**Things to do**
A) Reproduce the part of the newsletter welcome starting with "As a rule, I" and going on through "you the measurements.".
B) In the newsletter welcome, list every way the writer suggests a reader may have arrived at the newsletter.

**Passage shown**
Hello, and Welcome to The Correspondent!

First of all: thank you for joining me. The fact you’re reading this means you’ve taken the time to click on a link and submit your email address on the internet, which is not quite as small a thing as it sounds like. Whether you arrived here through The Raven, or social media, or listening to the podcast, or because you have some fading memory of another newsletter I used to do, I’m really glad you’re here. 

As a rule, I tend to think it’s better to show, rather than to tell. The best way to introduce you to what this newsletter will hopefully be is to write something, and don’t worry, I’ll do that in just a second. This isn’t like when you’re looking for a recipe online and you have to read about someone’s blissful childhood vacations before they give you the measurements.

But I did want to explain, just a little, why I’m so excited by this. What I love about podcasts is the intimacy: the people I listen to as I walk the dog or do the dishes or drive to a game feel like they are part of my world, as though they are talking directly to me. The best newsletters, I find, have much the same effect: they’re a conversation, a back-and-forth, one in which you can take an active part.

**Given data**
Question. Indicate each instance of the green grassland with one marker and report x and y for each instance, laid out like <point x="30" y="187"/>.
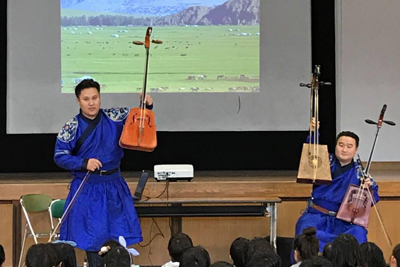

**Responses for each task**
A)
As a rule, I tend to think it’s better to show, rather than to tell. The best way to introduce you to what this newsletter will hopefully be is to write something, and don’t worry, I’ll do that in just a second. This isn’t like when you’re looking for a recipe online and you have to read about someone’s blissful childhood vacations before they give you the measurements.

B)
- Through The Raven
- Social media
- Listening to the podcast
- Some fading memory of another newsletter the writer used to do